PROMPT →
Reproduce each record exactly.

INPUT MATERIAL →
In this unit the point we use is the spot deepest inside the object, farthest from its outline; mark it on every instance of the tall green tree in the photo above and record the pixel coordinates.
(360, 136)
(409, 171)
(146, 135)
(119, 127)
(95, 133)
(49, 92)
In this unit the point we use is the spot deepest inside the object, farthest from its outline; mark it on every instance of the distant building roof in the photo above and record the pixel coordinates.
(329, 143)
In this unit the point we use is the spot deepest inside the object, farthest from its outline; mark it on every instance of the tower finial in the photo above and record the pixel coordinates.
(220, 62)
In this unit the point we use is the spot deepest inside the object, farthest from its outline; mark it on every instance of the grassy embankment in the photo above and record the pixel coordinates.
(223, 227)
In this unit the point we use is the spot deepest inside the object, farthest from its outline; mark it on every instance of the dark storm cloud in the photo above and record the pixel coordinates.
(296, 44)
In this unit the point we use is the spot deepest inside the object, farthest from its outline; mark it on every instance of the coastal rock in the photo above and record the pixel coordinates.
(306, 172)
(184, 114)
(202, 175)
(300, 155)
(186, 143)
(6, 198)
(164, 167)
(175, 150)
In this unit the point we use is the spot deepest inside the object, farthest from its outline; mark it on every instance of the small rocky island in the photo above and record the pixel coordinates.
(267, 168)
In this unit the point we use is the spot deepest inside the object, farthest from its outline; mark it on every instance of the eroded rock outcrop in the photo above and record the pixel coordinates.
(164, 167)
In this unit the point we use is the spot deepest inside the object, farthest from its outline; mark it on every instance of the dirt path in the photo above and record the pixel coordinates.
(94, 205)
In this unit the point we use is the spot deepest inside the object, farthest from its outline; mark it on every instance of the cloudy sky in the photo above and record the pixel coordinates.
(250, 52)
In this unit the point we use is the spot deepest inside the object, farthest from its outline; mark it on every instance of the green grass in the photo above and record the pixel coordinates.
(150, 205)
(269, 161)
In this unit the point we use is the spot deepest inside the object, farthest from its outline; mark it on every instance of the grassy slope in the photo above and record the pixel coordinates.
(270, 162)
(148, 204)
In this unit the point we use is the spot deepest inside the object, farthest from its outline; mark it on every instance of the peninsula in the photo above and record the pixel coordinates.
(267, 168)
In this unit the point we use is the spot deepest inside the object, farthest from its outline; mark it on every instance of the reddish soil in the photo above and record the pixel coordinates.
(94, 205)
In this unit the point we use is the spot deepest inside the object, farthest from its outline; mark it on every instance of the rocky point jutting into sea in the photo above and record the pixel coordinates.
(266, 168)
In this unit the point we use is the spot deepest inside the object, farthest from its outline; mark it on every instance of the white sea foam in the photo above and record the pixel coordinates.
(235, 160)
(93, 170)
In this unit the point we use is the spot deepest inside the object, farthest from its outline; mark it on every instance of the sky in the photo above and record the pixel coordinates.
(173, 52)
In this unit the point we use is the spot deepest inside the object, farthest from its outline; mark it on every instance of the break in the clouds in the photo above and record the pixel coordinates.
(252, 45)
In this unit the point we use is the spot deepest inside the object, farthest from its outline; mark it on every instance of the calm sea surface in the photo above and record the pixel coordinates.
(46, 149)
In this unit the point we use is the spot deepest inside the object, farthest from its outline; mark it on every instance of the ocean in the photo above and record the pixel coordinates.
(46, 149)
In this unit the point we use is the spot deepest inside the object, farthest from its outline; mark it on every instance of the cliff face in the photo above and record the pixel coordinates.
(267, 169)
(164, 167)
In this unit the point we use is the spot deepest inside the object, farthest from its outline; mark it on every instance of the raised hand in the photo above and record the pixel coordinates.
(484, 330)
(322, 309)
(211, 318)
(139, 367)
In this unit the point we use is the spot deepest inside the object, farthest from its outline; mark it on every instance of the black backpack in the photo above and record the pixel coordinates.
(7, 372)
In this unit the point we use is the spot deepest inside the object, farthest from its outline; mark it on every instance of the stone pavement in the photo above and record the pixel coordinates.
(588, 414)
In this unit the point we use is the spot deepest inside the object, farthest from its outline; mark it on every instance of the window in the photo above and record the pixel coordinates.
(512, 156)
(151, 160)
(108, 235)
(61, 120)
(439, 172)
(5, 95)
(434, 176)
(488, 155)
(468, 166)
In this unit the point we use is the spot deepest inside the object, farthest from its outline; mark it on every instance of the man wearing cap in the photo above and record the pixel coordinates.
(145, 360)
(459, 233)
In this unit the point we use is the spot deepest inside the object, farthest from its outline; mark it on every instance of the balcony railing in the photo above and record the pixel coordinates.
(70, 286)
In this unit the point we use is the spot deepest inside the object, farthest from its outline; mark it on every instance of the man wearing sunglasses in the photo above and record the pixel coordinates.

FINAL ANSWER →
In this unit the point we use is the spot deepest inside the object, farthest from its outline; mark it on every instance of the tall green tree in the photo above and record the pixel coordinates.
(360, 136)
(409, 171)
(146, 135)
(119, 127)
(95, 133)
(49, 92)
In this unit the point we use is the spot deepest inside the object, farthest from its outline; mark it on every instance of the distant building roof in the photo above and record the pixel coordinates.
(329, 143)
In this unit the point we use is the spot deepest inside the object, farthest from its outline; mark it on every instance of the tower finial in the photo above and record the pixel coordinates.
(220, 62)
In this unit the point we use is the spot deepest inside the object, farthest from its outline; mark it on every instance of the grassy embankment in the photo above and record the pixel coordinates.
(223, 227)
In this unit the point we use is the spot deepest inside the object, farthest from its outline; mark it on every instance of the dark storm cloud in the photo above and record the pixel coordinates.
(296, 44)
In this unit the point we use is the spot deepest inside the object, farthest from its outline; mark it on every instance of the coastal rock in the photo above and record the pixel coordinates.
(306, 172)
(184, 114)
(202, 175)
(300, 155)
(186, 143)
(6, 198)
(164, 167)
(175, 150)
In this unit the point we use is the spot deepest inside the object, farthest from its outline; mark it on every instance of the small rocky island in the photo above and record the pixel coordinates.
(267, 168)
In this unit the point we use is the spot deepest inside the object, farthest from its outline; mark it on every instance of the eroded rock outcrop in the photo above and record the pixel coordinates.
(164, 167)
In this unit the point we use is the spot deepest inside the object, farthest from its outline; mark it on every instance of the dirt path in the photo above and record the pixel coordinates.
(94, 205)
In this unit the point we use is the spot deepest inside the object, farthest from its outline; mark it on every instance of the cloudy sky in the photo above and record the pixel coordinates.
(250, 52)
In this unit the point we use is the spot deepest inside the object, farthest from its outline; mark it on every instance of the green grass in the photo above and record the pixel coordinates.
(150, 205)
(269, 161)
In this unit the point we use is the spot deepest inside the object, farthest from its outline; mark it on every instance of the grassy slope in the photo above and record the pixel coordinates.
(270, 162)
(148, 204)
In this unit the point we use is the spot deepest inside the object, farthest from its outline; mark it on every instance of the peninsula in the photo above and record the pixel coordinates.
(267, 168)
In this unit the point we use is the spot deepest inside the object, farthest from its outline; mark it on every instance of the reddish soil in the photo above and record the pixel coordinates.
(94, 205)
In this unit the point we use is the spot deepest inside the object, farthest from its outline; mark it on every instance of the rocky point jutting into sea in the photo above and record the pixel coordinates.
(266, 168)
In this unit the point we use is the spot deepest inside the object, farthest from its outline; mark it on every instance of the white sea foam in the photo above and record the pixel coordinates.
(235, 160)
(93, 170)
In this unit the point we use is the spot deepest inside the object, farthest from its outline; mark it on every instance of the sky in the photo above and record the pixel coordinates.
(173, 52)
In this unit the point we use is the spot deepest inside the object, farthest from its outline; mark it on every instance of the break in the clouds in the photo above and record the pixel coordinates.
(252, 45)
In this unit the point we use is the spot deepest inside the object, farthest from its outline; mark it on every instance of the calm sea surface in the photo above and record the pixel coordinates.
(46, 149)
In this unit the point we use is the spot deepest inside the object, farthest from its outline; mark it on every instance of the ocean in the photo above and record the pixel coordinates.
(46, 149)
In this unit the point we use is the spot deepest inside the object, farthest from its outline; mark it on every instance of the cliff face in the photo above and record the pixel coordinates.
(267, 169)
(164, 167)
In this unit the point we use is the spot deepest inside the object, farthest from its outline; mark it on every instance of the raised hand in the photo above and record the pixel coordinates.
(484, 330)
(322, 309)
(211, 318)
(139, 367)
In this unit the point we use is the spot deepest inside the object, farthest from its outline; mark it on every instance of the black backpack in the photo above and record the pixel coordinates.
(7, 372)
In this unit the point we use is the spot deepest inside the object, farthest from its outline; mark it on every instance of the stone pavement in the photo above and record the pixel coordinates.
(588, 414)
In this unit the point we use is the spot deepest inside the object, farthest from its outline; mark it on every instance of the window in the photo above and record the pixel coordinates.
(512, 156)
(151, 160)
(108, 235)
(61, 120)
(439, 172)
(5, 95)
(434, 176)
(488, 155)
(468, 166)
In this unit the point we use is the spot deepest inside the object, farthest from its outline; mark it on every instance of the man wearing cap in the photo above and record the pixel coordinates.
(145, 360)
(459, 233)
In this unit the point we use is the spot deepest inside the object, farthest from its outline; mark it on every instance of the balcony railing in the photo above and record the pixel coordinates.
(70, 286)
In this unit the point we use is the spot deepest inside the object, farthest from its outline; mark it on every instance of the man wearing sunglasses in the photo above and record the pixel coordinates.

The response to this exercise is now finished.